--- begin ---

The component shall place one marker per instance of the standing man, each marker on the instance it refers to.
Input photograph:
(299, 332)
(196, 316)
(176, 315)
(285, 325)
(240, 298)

--- end ---

__TASK PROMPT__
Rewrite the items above, swapping "standing man" for "person on foot" and leaving everything else as it is.

__OUTPUT__
The component shall place one marker per instance of the person on foot, each marker on the instance it refers to.
Input photograph:
(299, 332)
(196, 316)
(176, 315)
(285, 325)
(240, 298)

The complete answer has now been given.